> **Task directions**: Set down the entries once more exactly as they were written.

--- Material for the task Enclosed Below ---

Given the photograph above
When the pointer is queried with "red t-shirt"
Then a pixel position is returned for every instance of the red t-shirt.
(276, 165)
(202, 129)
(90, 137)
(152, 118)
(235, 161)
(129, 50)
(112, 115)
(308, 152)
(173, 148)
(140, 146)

--- End of Enclosed Material for the task ---

> **Expected output**:
Given the photograph above
When the pointer is queried with "red t-shirt"
Then a pixel position is returned for every instance of the red t-shirt.
(276, 165)
(202, 129)
(90, 137)
(152, 118)
(235, 161)
(129, 50)
(112, 115)
(308, 152)
(173, 148)
(140, 146)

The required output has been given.